** Opening Source records block **
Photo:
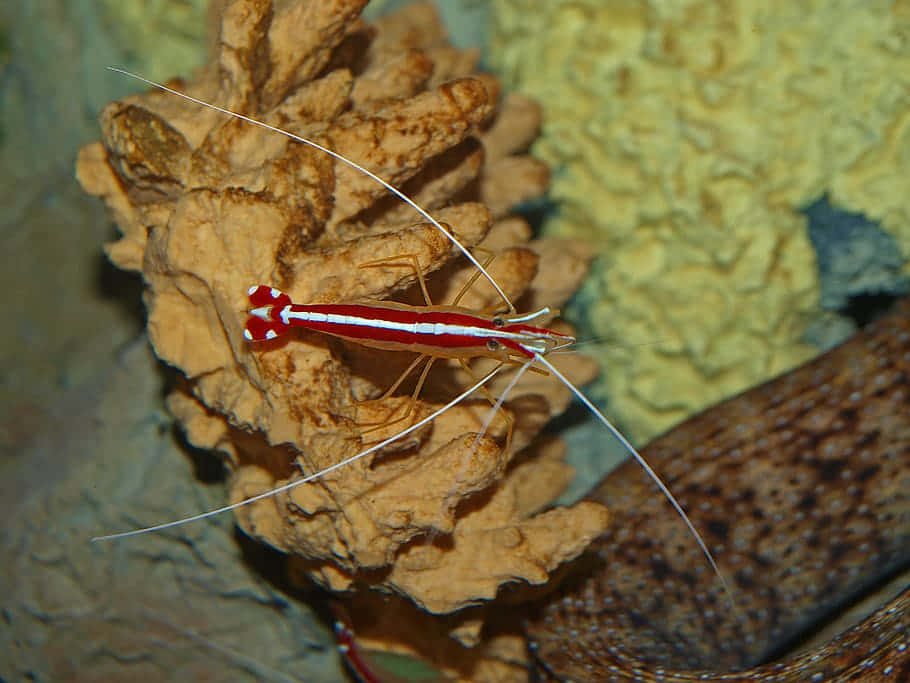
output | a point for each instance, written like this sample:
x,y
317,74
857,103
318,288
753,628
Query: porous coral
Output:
** Closing Source records block **
** Opening Source records block **
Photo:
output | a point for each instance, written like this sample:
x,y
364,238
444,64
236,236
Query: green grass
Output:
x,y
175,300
** Closing Source records block **
● **Problem to solve**
Find the lines in the records that contain the word "Query", then copy every one of them.

● **Result of this task**
Query: porous coral
Query: green grass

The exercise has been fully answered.